Stored data
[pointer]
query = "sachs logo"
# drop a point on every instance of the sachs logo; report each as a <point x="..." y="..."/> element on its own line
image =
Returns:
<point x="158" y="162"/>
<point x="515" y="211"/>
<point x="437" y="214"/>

Work instructions
Repeat the whole of the data above exactly as it appears.

Written solution
[pointer]
query = "sachs logo"
# drop a point on every instance of the sachs logo; report each as a <point x="..." y="..."/> element on its own line
image =
Returns:
<point x="158" y="162"/>
<point x="515" y="211"/>
<point x="437" y="214"/>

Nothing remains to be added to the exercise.